═══ Record extracts ═══
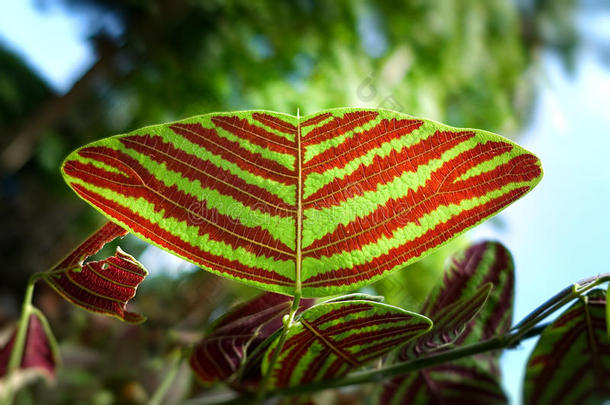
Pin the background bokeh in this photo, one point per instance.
(72, 71)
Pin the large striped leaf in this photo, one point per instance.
(452, 306)
(333, 338)
(571, 362)
(223, 350)
(314, 205)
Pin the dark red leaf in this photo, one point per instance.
(102, 286)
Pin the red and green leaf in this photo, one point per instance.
(102, 286)
(223, 351)
(313, 206)
(333, 338)
(461, 315)
(40, 355)
(571, 362)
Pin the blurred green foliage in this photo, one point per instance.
(469, 64)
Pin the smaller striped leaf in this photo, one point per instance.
(229, 342)
(312, 206)
(335, 337)
(465, 312)
(40, 355)
(571, 361)
(103, 286)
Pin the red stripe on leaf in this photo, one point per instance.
(181, 206)
(360, 144)
(416, 247)
(396, 163)
(315, 120)
(103, 286)
(441, 189)
(254, 134)
(339, 126)
(235, 153)
(173, 243)
(209, 175)
(276, 123)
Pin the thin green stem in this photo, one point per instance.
(280, 345)
(18, 349)
(560, 299)
(525, 329)
(168, 379)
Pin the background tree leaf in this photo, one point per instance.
(317, 205)
(40, 355)
(102, 286)
(473, 380)
(333, 338)
(571, 362)
(223, 350)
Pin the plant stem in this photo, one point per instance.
(168, 379)
(18, 348)
(525, 329)
(276, 352)
(378, 375)
(560, 299)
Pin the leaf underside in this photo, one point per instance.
(221, 353)
(333, 338)
(315, 206)
(571, 362)
(102, 286)
(461, 316)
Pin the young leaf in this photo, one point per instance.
(222, 352)
(313, 206)
(335, 337)
(571, 362)
(102, 286)
(40, 356)
(461, 316)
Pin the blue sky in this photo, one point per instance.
(558, 233)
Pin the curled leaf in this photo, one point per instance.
(103, 286)
(333, 338)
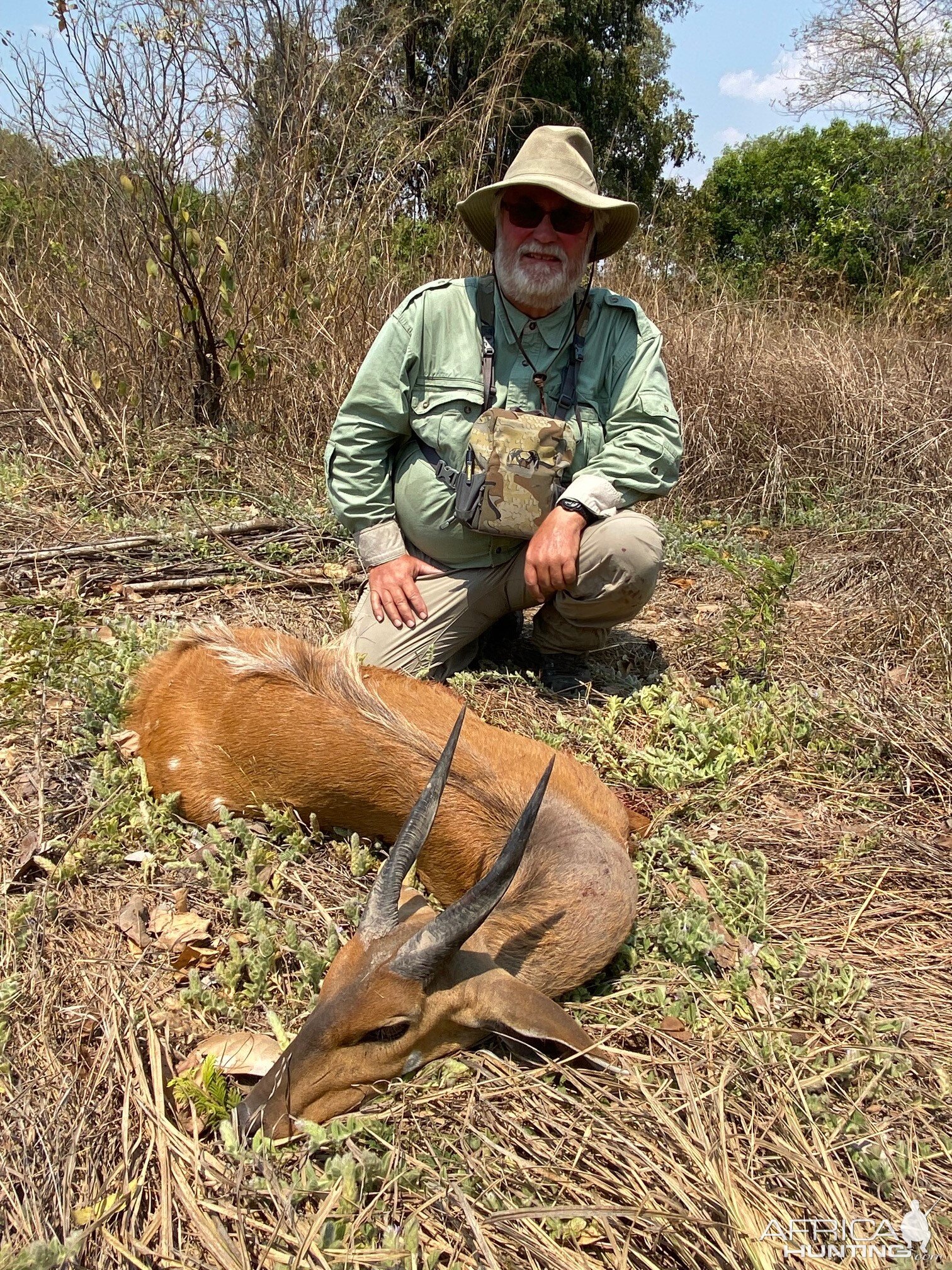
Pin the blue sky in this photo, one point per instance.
(729, 60)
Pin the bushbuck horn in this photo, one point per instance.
(426, 951)
(380, 915)
(220, 718)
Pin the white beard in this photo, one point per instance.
(530, 283)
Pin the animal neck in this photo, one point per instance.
(570, 905)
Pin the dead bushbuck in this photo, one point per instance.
(524, 846)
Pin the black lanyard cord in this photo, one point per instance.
(538, 377)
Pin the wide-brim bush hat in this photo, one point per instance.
(559, 159)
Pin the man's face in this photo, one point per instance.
(540, 266)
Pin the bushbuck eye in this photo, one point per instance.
(388, 1032)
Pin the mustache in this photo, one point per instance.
(555, 249)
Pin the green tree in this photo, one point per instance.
(849, 205)
(601, 64)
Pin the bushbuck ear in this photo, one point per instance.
(501, 1004)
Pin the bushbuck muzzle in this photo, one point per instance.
(239, 719)
(391, 998)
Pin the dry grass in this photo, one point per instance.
(823, 1095)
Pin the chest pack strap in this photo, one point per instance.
(485, 302)
(568, 389)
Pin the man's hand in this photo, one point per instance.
(394, 590)
(552, 556)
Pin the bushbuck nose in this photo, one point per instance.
(536, 897)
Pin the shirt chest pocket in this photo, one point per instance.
(592, 438)
(442, 415)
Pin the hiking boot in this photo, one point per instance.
(498, 643)
(567, 673)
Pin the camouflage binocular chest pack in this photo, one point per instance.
(516, 460)
(513, 472)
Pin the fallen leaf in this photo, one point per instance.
(188, 957)
(126, 742)
(676, 1027)
(238, 1053)
(174, 930)
(899, 676)
(759, 1000)
(725, 956)
(139, 857)
(697, 888)
(87, 1213)
(132, 921)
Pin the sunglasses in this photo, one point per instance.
(568, 219)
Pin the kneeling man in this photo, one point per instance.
(501, 432)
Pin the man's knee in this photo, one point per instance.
(626, 547)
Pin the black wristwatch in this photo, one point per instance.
(573, 505)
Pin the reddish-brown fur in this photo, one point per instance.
(249, 740)
(239, 719)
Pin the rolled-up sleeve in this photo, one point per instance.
(372, 422)
(643, 447)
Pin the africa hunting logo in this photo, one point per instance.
(841, 1237)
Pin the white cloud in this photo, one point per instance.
(782, 79)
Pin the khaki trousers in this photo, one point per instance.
═══
* **Request**: Convert all of the items above into a numbered list with one line per entry, omitting any blank lines and leaving out the pictures.

* **Solution for this task**:
1. Pin the background bokeh in this photo, one point per instance.
2. (72, 71)
3. Pin the large striped leaf in this photo, one point per instance.
4. (452, 306)
5. (333, 338)
6. (571, 362)
7. (223, 350)
8. (314, 205)
9. Pin the dark red leaf in this photo, one point per instance.
10. (102, 286)
11. Pin the red and green leaf in this photo, one point per instance.
12. (102, 286)
13. (223, 351)
14. (313, 206)
15. (333, 338)
16. (461, 315)
17. (40, 355)
18. (571, 362)
19. Pin the blurred green foliage in this photo, one point per instance.
20. (469, 64)
21. Pin the smaller striped leaf in this photo, one point per instance.
22. (229, 342)
23. (312, 206)
24. (335, 337)
25. (465, 312)
26. (40, 355)
27. (571, 361)
28. (103, 286)
29. Pin the red stripe on leaf in this photo, one point per instance.
30. (181, 206)
31. (360, 144)
32. (416, 247)
33. (396, 163)
34. (315, 120)
35. (103, 286)
36. (441, 189)
37. (254, 134)
38. (339, 126)
39. (235, 153)
40. (173, 243)
41. (209, 175)
42. (276, 123)
43. Pin the thin green stem in this photo, one point per instance.
44. (280, 345)
45. (18, 349)
46. (560, 299)
47. (525, 329)
48. (168, 379)
49. Pin the background tree leaf in this photo, one point per instance.
50. (317, 205)
51. (40, 355)
52. (102, 286)
53. (473, 380)
54. (333, 338)
55. (571, 362)
56. (223, 350)
57. Pin the plant stem in this photo, one point per instance.
58. (168, 379)
59. (18, 348)
60. (525, 329)
61. (276, 352)
62. (378, 375)
63. (560, 299)
64. Pin the leaf underside in this photo, one point per instance.
65. (221, 353)
66. (333, 338)
67. (315, 206)
68. (571, 362)
69. (102, 286)
70. (461, 316)
71. Pin the young leaf in this photo, one point per instance.
72. (222, 352)
73. (313, 206)
74. (335, 337)
75. (571, 362)
76. (102, 286)
77. (40, 356)
78. (461, 316)
79. Pin the blue sky in this photo, one point per instance.
80. (558, 233)
81. Pin the curled leaf in this photo, one point per instance.
82. (103, 286)
83. (333, 338)
84. Pin the blue sky in this photo, one point per instance.
85. (729, 60)
86. Pin the bushbuck horn in this photo, one point per instance.
87. (426, 951)
88. (380, 915)
89. (220, 718)
90. Pin the white beard in this photo, one point per instance.
91. (530, 283)
92. Pin the animal neck in this photo, one point per instance.
93. (570, 905)
94. Pin the dead bushbuck in this photo, one point per instance.
95. (524, 846)
96. Pin the black lanyard cord in this photo, one point per instance.
97. (538, 377)
98. Pin the wide-brim bush hat in this photo, one point per instance.
99. (559, 159)
100. Pin the man's face in this photo, one point per instance.
101. (540, 266)
102. Pin the bushbuck eye in this photo, one point per instance.
103. (388, 1032)
104. Pin the mustache in this photo, one point per instance.
105. (555, 249)
106. Pin the green tree in this photo, one point per instance.
107. (849, 205)
108. (601, 64)
109. Pin the bushbuck ear in this photo, one point per instance.
110. (501, 1004)
111. Pin the bushbuck muzzle in this photo, one point per instance.
112. (239, 719)
113. (391, 998)
114. Pin the dry grass in this photo, one point per instance.
115. (823, 1095)
116. Pin the chest pack strap in this photo, one point per instance.
117. (485, 302)
118. (568, 389)
119. Pin the man's hand in this photo, one point per instance.
120. (394, 590)
121. (552, 556)
122. Pin the bushbuck nose in this photo, one point per instance.
123. (536, 897)
124. Pin the shirt chest pocket in this photo, one point per instance.
125. (592, 438)
126. (442, 415)
127. Pin the hiking boot in this photo, one point per instance.
128. (498, 643)
129. (567, 673)
130. Pin the camouflage binocular chest pack in this photo, one point per instance.
131. (516, 460)
132. (513, 472)
133. Pin the fallen leaf in this photo, one point per instance.
134. (188, 957)
135. (126, 742)
136. (676, 1027)
137. (238, 1053)
138. (174, 930)
139. (899, 676)
140. (759, 1000)
141. (725, 956)
142. (139, 857)
143. (697, 888)
144. (87, 1213)
145. (132, 921)
146. Pin the sunglasses in this photo, one point per instance.
147. (568, 219)
148. Pin the kneeling man in this photo, one point per instance.
149. (501, 432)
150. Pin the man's knee in this photo, one point per instance.
151. (626, 547)
152. Pin the black wristwatch in this photo, one point per instance.
153. (573, 505)
154. Pin the reddish-brown fur in this photo, one point per instance.
155. (249, 740)
156. (239, 719)
157. Pin the rolled-up sleeve in this photo, one point per instance.
158. (372, 422)
159. (643, 447)
160. Pin the africa hunting logo in this photo, one point per instance.
161. (841, 1237)
162. Pin the white cloud in this photo, one point per instance.
163. (782, 79)
164. Pin the khaki trousers in this photo, one point per instance.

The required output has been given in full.